[Opening Supplied text section]
In My Father’s House
The last two weeks have been ones of loss.
A family friend left this earth very unexpectedly after a quick and vicious fight with cancer. Gary was the kind of friend that is weaved into the earliest memories of my childhood. His family was one of the things that simply did not change. As a child I spent summers in their backyard with popsicle melting down my hands and arms. Last year, our families gathered together for Thanksgiving, a night of too much food and just enough laughter. Gary was the only one who said the soup that I burned was delicious. I appreciated the lie. He was still so young. He and his wife were supposed to grow old together. And yet, last Saturday, at a service just so beautiful, I listened to his two children speak with eloquence about the man that raised them and left before it was time.
Yesterday, after a fall that she just could not get up from, the lovely woman my grandpa married last year passed into the morning. Laurel was my favorite mix of tough, tolerance and seersucker. She and my grandpa lost their first spouses to long and painful illnesses. When they met they were both on the wrong side of eighty. And yet, watching their courtship was one of the great instructions in the “how to of living” that I have received. They buzzed about in my grandpa’s too fast sports car, made marmalade into the early hours of the morning, and whispered good night in a bed that was made for two. I know she had a lovely, long life. I know their last dance in the gathering dusk was more than most people get. I still feel like she left too soon.
Last night we all gathered at my parent’s house for dinner. It was my Dad’s 52nd birthday and the day Laurel went home. It seemed like we should do something to mark the occasion and when in doubt my mom makes gourmet meals that would put Gordon Ramsay to shame. The pots simmered on the stove and my mom, my tired, hold up the world mom, hurried around the kitchen chopping vegetables and crumbling cheeses. My parents always say that activity absorbs anxiety so I got up and went about setting the table. And somewhere in between folding the napkins and placing the glasses I began to cry. Because I didn’t want the chair next to my grandpa to be empty. Because it seemed like maybe if I just set their places, the people I have lost would come in for dinner, anyhow. Because I am learning that the table stays the same but the people around it change. An, my oh my, why can’t they just stay for a little more dessert?
It doesn’t do to cry when everyone else is trying to smile, so I walked into the dining room to compose myself. It is a little room full of beautiful wood cabinets and china that has passed from old hands to young ones for generations. There, surrounded by quiet and sparkling glass, I found myself once more. I could see clearly. I am blessed with the people I get to meet, catch hold of and then lose. They have not gone far. There is a table set, but it is in my heavenly parent’s house and there is room for everyone. I simply cannot see it. The people that have gone before me are waiting for me to come home for dinner.
And, my oh my, you should see the dessert.
[Closing Supplied text section]
[Opening Source information section]
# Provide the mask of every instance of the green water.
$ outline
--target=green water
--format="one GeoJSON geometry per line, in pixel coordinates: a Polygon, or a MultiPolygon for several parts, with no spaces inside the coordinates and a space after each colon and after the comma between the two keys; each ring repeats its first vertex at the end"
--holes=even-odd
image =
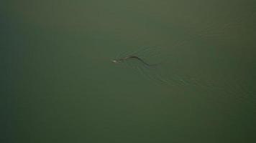
{"type": "Polygon", "coordinates": [[[255,8],[4,3],[1,142],[255,142],[255,8]],[[163,64],[111,62],[141,47],[156,47],[140,54],[163,64]]]}

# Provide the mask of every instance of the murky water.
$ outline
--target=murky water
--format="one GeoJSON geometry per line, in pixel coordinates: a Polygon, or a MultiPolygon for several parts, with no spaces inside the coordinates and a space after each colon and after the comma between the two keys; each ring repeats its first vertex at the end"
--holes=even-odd
{"type": "Polygon", "coordinates": [[[3,142],[256,141],[255,1],[4,5],[3,142]]]}

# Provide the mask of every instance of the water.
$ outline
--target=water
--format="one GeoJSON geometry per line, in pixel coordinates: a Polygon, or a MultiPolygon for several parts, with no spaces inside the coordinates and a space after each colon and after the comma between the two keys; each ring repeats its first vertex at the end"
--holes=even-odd
{"type": "Polygon", "coordinates": [[[3,6],[1,142],[256,141],[255,1],[3,6]]]}

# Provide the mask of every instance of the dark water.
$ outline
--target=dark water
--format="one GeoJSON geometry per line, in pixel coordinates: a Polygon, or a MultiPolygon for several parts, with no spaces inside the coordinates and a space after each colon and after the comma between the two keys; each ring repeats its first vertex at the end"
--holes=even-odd
{"type": "Polygon", "coordinates": [[[255,142],[255,8],[4,3],[1,142],[255,142]]]}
[Closing Source information section]
**Check your understanding**.
1 > In the post about loss, starting with "It doesn’t do" and going on through "see the dessert.", rewrite the passage with "dining room" changed to "living room".
2 > In the post about loss, whose birthday was being marked at the dinner at the parents' house, and which birthday was it?

**Set of answers**.
1 >
It doesn’t do to cry when everyone else is trying to smile, so I walked into the living room to compose myself. It is a little room full of beautiful wood cabinets and china that has passed from old hands to young ones for generations. There, surrounded by quiet and sparkling glass, I found myself once more. I could see clearly. I am blessed with the people I get to meet, catch hold of and then lose. They have not gone far. There is a table set, but it is in my heavenly parent’s house and there is room for everyone. I simply cannot see it. The people that have gone before me are waiting for me to come home for dinner.
And, my oh my, you should see the dessert.

2 > It was the Dad's 52nd birthday.